[Dataset rows showing where objects appear]
------------------------------

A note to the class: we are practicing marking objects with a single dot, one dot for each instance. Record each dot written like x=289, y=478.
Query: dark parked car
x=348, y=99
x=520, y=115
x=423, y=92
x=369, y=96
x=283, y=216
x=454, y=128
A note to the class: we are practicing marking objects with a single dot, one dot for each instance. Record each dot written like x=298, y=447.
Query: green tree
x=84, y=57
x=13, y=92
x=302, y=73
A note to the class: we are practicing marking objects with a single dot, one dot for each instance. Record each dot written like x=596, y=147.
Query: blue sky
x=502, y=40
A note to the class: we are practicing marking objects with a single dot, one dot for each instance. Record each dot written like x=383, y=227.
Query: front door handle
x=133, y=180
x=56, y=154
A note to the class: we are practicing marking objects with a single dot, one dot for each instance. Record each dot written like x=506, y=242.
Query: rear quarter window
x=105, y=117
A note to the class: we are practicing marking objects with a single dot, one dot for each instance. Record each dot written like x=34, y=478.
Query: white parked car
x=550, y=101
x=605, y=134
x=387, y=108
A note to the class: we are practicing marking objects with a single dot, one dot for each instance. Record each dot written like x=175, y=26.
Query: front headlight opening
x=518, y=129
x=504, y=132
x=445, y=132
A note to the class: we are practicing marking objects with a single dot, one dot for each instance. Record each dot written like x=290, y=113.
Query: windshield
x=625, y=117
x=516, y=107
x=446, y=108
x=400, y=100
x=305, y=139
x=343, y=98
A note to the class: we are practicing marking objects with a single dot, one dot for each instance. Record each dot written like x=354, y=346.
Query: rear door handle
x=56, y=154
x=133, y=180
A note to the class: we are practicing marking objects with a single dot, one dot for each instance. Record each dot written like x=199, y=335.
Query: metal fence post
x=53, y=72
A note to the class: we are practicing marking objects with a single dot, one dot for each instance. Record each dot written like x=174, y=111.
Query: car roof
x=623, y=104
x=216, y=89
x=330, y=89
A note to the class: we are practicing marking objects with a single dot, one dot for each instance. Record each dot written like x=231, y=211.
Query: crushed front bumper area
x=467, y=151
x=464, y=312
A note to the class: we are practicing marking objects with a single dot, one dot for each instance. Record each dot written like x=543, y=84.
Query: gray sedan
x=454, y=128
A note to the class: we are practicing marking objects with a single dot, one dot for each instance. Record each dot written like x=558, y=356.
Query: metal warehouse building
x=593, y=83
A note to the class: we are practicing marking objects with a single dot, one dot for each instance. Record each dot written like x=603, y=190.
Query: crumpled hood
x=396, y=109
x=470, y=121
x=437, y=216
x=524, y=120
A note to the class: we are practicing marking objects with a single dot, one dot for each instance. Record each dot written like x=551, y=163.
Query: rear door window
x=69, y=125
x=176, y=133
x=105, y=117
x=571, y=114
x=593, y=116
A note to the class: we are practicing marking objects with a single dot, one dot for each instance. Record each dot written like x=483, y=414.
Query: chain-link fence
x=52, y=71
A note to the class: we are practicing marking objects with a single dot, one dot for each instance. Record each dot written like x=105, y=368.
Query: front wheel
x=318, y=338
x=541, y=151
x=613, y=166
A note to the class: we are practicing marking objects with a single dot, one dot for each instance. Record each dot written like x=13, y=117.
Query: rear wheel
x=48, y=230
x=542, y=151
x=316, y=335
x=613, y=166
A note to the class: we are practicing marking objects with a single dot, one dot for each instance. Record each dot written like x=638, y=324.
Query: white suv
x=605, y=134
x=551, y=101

------------------------------

» Instructions to follow:
Give each line of the listing above as a JSON list of strings, one string per line, and omit any blank lines.

» Written solution:
[
  "A note to the class: we are practicing marking objects with a single dot, one dot for each instance. Record each dot written like x=289, y=478.",
  "Query: dark parked car",
  "x=348, y=99",
  "x=520, y=115",
  "x=423, y=92",
  "x=369, y=96",
  "x=283, y=216",
  "x=454, y=128",
  "A note to the class: we are practicing marking objects with a single dot, one dot for each instance. Record each dot written like x=298, y=447.",
  "Query: green tree",
  "x=84, y=57",
  "x=13, y=92",
  "x=302, y=73",
  "A note to the class: we are practicing marking objects with a single dot, one dot for each instance. Record each dot written like x=596, y=147.",
  "Query: blue sky",
  "x=502, y=40",
  "A note to the class: we are practicing marking objects with a single dot, one dot for each instance. Record each dot written like x=383, y=227.",
  "Query: front door handle",
  "x=133, y=180",
  "x=56, y=154",
  "A note to the class: we are practicing marking objects with a single dot, one dot for each instance. Record each dot written like x=506, y=242.",
  "Query: rear quarter window",
  "x=105, y=117",
  "A note to the class: we are practicing marking objects with a single dot, one dot for each instance. Record each dot written like x=34, y=478.",
  "Query: white parked car",
  "x=550, y=101",
  "x=605, y=134",
  "x=387, y=108",
  "A note to the class: we are practicing marking objects with a single dot, one dot for each instance. Record each dot written like x=175, y=26.",
  "Query: front headlight opening",
  "x=518, y=129",
  "x=504, y=132",
  "x=445, y=132",
  "A note to the class: we are practicing marking objects with a single dot, one dot for each instance. Record each dot written like x=290, y=113.",
  "Query: windshield",
  "x=625, y=117",
  "x=516, y=107",
  "x=446, y=108",
  "x=400, y=100",
  "x=305, y=139",
  "x=343, y=98",
  "A note to the class: we are practicing marking objects with a single dot, one dot for each instance. Record each dot written like x=354, y=346.",
  "Query: rear door handle",
  "x=56, y=154",
  "x=133, y=180",
  "A note to the class: we are practicing marking objects with a single dot, one dot for each instance. Record each dot written like x=199, y=335.",
  "Query: metal fence post",
  "x=53, y=72",
  "A note to the class: we are practicing marking objects with a single dot, one dot for each instance. Record each dot written like x=174, y=111.",
  "Query: car roof",
  "x=623, y=104",
  "x=216, y=89",
  "x=330, y=89",
  "A note to the class: we are practicing marking objects with a single dot, one dot for each instance. Record each dot written like x=231, y=211.",
  "Query: crushed front bumper area",
  "x=467, y=151",
  "x=464, y=312",
  "A note to the class: we are practicing marking objects with a single dot, one dot for each instance. Record each dot written like x=543, y=84.",
  "Query: gray sedan",
  "x=454, y=128",
  "A note to the class: we are practicing marking objects with a single dot, one dot for each instance. Record each dot written like x=558, y=356.",
  "Query: metal warehouse building",
  "x=593, y=83",
  "A note to the class: we are practicing marking objects with a single dot, one dot for each instance. Record each dot written like x=603, y=190.",
  "Query: crumpled hood",
  "x=396, y=109",
  "x=470, y=121",
  "x=437, y=216",
  "x=524, y=120",
  "A note to the class: we are practicing marking objects with a single dot, one dot for each instance. Record each dot written like x=551, y=163.",
  "Query: rear door window",
  "x=69, y=125",
  "x=176, y=133",
  "x=105, y=117",
  "x=571, y=114",
  "x=593, y=116",
  "A note to the class: we are practicing marking objects with a single dot, one dot for each instance. Record each dot written like x=483, y=414.",
  "Query: chain-link fence",
  "x=52, y=71",
  "A note to the class: we are practicing marking objects with a single dot, one dot for each instance. Record each dot written like x=105, y=368.",
  "Query: front wheel",
  "x=318, y=338",
  "x=541, y=151",
  "x=613, y=166",
  "A note to the class: we are practicing marking objects with a single dot, one dot for each instance. Record each dot written like x=13, y=117.",
  "Query: rear wheel",
  "x=48, y=230",
  "x=542, y=151",
  "x=316, y=335",
  "x=613, y=166",
  "A note to the class: we are practicing marking objects with a single dot, one dot for each instance. Record each dot written like x=638, y=324.",
  "Query: white suv",
  "x=605, y=134",
  "x=551, y=101"
]